____ Source excerpt
FIG. 2b corresponds to the operation of reading the hard disc, the
112 kB of video are read so as to form the video PES stream at the
same time as the quantity q kB of audio information (variable part)
so as to form the audio PES stream.
FIG. 3 represents a succession of data blocks, each of 128 kB, such
as they are stored on the hard disc and the position of the read
and write pointers for this hard disc. The double arrow referenced
9 represents the delay between the write pointer (vertical arrow on
the right) and the read pointer (vertical arrow on the left). The
double arrow referenced 10 represents a stipulated gap, here 5
blocks, which is the gap, predefined at the outset, between the
pointers and the double arrow referenced 11 represents a freeze
gap, that is to say a minimum gap causing image freeze.
The idea here is to ensure, via software, a minimum gap, for
example of a 128 kB block between the pointers. When it is
attained, the decoding is temporarily suspended by halting the
reading of the memory of the decoder, thereby causing the image on
the screen to freeze, until one block at least separates writing
and reading. One does not seek, in fact, to re-establish the
initial gap since the data are in any case lost and there is no
benefit in keeping the image frozen with the sole aim of
re-establishing the initial delay.
Audio/Video Synchronization.
Given the "interlaced" mode of storage of the audio and video data,
the replaying of the two components of the program is necessarily
done simultaneously. As a first approximation it may be said that
the first video byte and the first audio byte reach their
respective decoders at the same time. This does not mean to say
that they will be decoded at the same time, on account of the time
of transit of the video through its decoder.
It is known that, in order to avoid the use of a large-capacity
audio buffer memory, the audio is phase-delayed from the time of
coding. Thus, on replay, in standard mode (direct transmission) the
audio is in phase with the video. This delay is determined at the
coder and is dependent on the video bit rate.
When the data are recorded on hard disc and because they are no
longer transmitted to the audio and video decoders with this video
bit rate, a phase shift reappears between the audio and the
video.
The manner of operation of the video decoder on start-up, in the
general case, is represented in FIG. 4 with the aid of a flow
chart. This start-up is performed as follows:
The decoding procedure, step 12, receives the data stream so as to
extract, among other things, the headers. Step 13 effects a loop
until the first sequence header is detected. When such is the case,
step 14 is implemented and consists in reading the image header
which follows this sequence header. If the PTS cue is utilizable,
check undertaken in step 15, the DTS cue is then deduced during
step 16. Step 17 consists of a loop comparing DTS with the local
clock LSTC. The loop output corresponds to equality and, on
receiving the next sync signal (VSYNC), a parity test is performed
during a step 18 triggering the decoding of the image, step 19,
upon detection of the correct parity.
If the PTS cue is not utilizable, a step 20 consists in filling the
buffer memory of the decoder. The step 21 checks the level of fill
of this buffer memory. When the minimum level required for decoding
is reached and on receiving the next sync signal a parity test is
performed, step 18. The decoding of the image step 19 is performed
upon detection of the correct parity.
________
____ Data provided
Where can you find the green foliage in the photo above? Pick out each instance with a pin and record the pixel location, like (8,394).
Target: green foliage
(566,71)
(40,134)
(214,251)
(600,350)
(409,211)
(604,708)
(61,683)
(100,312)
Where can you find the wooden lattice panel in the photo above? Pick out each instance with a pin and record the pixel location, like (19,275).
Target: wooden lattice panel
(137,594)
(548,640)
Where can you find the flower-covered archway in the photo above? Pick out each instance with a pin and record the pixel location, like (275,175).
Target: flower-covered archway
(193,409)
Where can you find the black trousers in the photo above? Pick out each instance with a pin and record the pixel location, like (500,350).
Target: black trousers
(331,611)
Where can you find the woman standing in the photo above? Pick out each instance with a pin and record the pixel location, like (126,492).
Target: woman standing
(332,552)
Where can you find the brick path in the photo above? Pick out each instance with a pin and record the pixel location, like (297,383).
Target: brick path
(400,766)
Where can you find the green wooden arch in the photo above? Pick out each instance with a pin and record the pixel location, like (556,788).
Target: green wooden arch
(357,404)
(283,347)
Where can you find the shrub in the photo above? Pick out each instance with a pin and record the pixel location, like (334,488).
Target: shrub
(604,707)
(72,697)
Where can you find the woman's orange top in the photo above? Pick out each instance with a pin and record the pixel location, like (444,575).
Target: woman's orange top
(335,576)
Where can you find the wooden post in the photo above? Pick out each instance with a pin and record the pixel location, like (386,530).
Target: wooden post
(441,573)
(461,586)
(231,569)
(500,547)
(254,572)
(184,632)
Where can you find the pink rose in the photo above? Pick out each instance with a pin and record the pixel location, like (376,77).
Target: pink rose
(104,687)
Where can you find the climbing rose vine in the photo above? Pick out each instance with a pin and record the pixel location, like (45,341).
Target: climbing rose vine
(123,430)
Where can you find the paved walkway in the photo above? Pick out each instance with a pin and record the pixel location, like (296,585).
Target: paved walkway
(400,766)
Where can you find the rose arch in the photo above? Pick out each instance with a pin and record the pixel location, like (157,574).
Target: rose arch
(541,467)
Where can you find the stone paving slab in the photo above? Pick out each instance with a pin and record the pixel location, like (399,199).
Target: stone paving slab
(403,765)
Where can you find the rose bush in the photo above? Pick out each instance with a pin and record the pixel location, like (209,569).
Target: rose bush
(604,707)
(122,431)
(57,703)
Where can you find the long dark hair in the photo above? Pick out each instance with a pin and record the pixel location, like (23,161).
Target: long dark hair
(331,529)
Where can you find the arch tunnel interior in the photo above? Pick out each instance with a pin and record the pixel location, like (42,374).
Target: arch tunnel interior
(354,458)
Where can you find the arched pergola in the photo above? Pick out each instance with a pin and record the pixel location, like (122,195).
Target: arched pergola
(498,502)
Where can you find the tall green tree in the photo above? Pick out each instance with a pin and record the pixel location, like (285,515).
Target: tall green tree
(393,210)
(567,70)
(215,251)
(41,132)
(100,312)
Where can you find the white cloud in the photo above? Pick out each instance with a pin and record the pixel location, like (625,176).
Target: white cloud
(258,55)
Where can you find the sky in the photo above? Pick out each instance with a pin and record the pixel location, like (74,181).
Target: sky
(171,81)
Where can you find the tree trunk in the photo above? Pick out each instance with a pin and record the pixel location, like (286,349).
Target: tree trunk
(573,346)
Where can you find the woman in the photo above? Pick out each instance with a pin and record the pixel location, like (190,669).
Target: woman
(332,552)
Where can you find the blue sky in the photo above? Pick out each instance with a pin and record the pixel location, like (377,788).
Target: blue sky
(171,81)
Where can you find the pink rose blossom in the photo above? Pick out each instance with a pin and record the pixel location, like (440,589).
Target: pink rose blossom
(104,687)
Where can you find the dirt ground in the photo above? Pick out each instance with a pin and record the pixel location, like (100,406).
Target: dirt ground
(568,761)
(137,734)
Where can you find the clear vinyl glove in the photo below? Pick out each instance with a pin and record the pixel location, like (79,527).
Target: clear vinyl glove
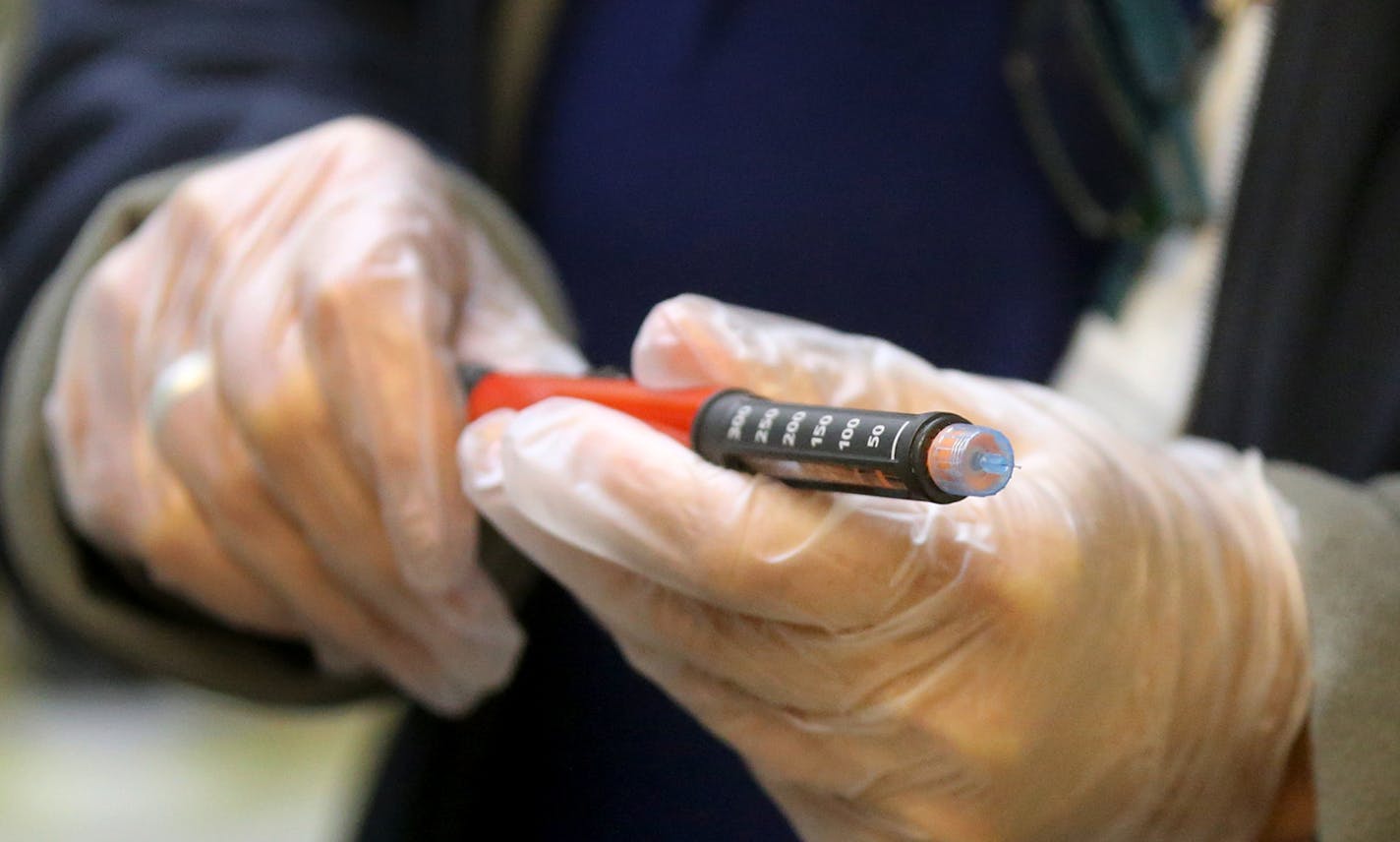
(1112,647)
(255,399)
________
Task list
• a. Using the source excerpt, decide whether each statement agrees with it, answering yes or no and quoting the words that settle it: (i) each data block shown in FIG. 3 holds 128 kB; (ii) once the minimum gap between the pointers is reached, the aim is to restore the initial gap; (iii) the delay applied to the audio at coding depends on the video bit rate.
• b. According to the source excerpt, what happens in step 20 when the PTS cue is not utilizable?
The items are separate material that has no connection to the source excerpt.

Task-by-task answers
• a.
(i) Yes: "a succession of data blocks, each of 128 kB"
(ii) No: "One does not seek, in fact, to re-establish the initial gap"
(iii) Yes: "This delay is determined at the coder and is dependent on the video bit rate."

• b. The buffer memory of the decoder is filled.